═════ Data lines

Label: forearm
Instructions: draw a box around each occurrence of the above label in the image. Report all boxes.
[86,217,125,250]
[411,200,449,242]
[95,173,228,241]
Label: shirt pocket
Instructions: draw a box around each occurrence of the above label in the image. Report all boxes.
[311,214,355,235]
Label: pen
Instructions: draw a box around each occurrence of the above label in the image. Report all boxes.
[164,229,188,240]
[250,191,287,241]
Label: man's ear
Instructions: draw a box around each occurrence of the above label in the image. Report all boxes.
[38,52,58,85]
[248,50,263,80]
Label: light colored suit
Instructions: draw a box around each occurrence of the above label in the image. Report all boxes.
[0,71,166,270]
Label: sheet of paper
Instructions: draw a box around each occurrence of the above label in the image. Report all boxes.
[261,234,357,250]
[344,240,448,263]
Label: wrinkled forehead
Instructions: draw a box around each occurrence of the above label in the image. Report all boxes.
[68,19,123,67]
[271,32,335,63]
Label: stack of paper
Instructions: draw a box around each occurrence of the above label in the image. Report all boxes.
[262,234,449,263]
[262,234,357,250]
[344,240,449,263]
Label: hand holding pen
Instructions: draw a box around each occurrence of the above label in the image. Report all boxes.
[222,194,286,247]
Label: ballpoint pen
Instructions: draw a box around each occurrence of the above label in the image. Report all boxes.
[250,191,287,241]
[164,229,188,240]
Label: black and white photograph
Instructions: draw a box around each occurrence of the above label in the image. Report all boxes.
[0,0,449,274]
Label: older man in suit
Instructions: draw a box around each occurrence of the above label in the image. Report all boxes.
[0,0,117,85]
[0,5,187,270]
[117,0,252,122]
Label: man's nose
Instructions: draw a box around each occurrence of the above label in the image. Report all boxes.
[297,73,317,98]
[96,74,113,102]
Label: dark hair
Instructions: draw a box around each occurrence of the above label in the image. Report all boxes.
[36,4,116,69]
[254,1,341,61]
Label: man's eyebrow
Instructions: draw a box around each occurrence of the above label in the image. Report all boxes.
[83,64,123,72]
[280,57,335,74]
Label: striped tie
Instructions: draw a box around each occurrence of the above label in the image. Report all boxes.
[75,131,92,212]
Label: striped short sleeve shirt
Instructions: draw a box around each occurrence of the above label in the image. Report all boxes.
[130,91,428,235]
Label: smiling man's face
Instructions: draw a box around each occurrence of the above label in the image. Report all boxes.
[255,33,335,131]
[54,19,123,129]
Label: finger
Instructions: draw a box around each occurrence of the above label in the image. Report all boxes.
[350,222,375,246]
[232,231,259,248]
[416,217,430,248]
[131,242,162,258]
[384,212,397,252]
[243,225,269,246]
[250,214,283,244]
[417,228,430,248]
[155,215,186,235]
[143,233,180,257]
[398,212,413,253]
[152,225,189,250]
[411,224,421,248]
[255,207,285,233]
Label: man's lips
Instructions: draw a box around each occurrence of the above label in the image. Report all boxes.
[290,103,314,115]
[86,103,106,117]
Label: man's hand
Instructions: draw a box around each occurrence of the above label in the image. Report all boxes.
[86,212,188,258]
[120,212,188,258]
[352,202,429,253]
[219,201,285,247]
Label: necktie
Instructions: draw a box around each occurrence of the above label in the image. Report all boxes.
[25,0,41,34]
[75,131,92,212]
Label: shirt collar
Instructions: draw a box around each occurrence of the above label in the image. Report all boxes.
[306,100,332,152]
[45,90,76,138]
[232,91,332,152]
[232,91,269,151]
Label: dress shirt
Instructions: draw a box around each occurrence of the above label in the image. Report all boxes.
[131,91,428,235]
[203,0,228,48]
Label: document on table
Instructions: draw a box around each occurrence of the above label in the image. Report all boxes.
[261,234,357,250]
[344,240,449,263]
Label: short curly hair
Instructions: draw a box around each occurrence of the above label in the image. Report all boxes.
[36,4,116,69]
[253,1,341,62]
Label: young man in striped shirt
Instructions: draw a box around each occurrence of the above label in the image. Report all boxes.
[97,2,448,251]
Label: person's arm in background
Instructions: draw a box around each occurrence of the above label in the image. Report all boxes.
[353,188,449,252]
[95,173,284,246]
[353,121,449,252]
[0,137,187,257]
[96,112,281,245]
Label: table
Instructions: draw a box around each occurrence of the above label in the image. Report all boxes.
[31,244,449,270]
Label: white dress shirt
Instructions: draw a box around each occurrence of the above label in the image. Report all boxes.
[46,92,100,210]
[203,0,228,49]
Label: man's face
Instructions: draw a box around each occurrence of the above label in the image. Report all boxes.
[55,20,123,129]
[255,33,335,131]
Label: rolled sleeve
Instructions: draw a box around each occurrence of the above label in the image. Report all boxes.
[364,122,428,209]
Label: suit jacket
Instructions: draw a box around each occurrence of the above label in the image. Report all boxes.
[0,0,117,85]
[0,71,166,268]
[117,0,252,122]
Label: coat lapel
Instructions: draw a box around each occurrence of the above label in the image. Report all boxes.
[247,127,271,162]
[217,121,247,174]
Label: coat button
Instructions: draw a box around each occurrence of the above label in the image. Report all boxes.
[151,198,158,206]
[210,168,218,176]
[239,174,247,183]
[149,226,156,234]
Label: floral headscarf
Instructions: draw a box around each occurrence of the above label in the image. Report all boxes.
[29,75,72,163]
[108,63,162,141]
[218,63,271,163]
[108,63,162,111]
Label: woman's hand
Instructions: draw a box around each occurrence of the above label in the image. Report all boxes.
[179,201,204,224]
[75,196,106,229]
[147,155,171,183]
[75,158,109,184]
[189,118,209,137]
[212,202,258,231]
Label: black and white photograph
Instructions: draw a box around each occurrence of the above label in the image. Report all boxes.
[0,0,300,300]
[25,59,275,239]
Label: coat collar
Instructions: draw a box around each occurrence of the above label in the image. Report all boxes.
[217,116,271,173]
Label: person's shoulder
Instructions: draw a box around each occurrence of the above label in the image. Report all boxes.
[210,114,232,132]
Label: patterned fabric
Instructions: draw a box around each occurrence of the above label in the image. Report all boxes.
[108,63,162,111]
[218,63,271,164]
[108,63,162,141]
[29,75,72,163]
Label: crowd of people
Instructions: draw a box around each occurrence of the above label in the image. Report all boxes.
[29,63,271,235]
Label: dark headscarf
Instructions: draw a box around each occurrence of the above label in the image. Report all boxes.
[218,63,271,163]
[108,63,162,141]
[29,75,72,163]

══════════

Work required -
Reproduce the stretch of the data above verbatim, from the line containing "Label: person's arm in background" through the line containing "[31,244,449,270]", including both of those lines.

Exercise answer -
Label: person's arm in background
Instructions: draw a box around each occurrence of the above label in the image. Report all boxes.
[353,188,449,252]
[95,173,284,246]
[353,121,449,252]
[0,137,187,257]
[96,112,281,245]
Label: table
Instructions: draw a box around each occurrence of the above label in the image. Report all boxes.
[31,244,449,270]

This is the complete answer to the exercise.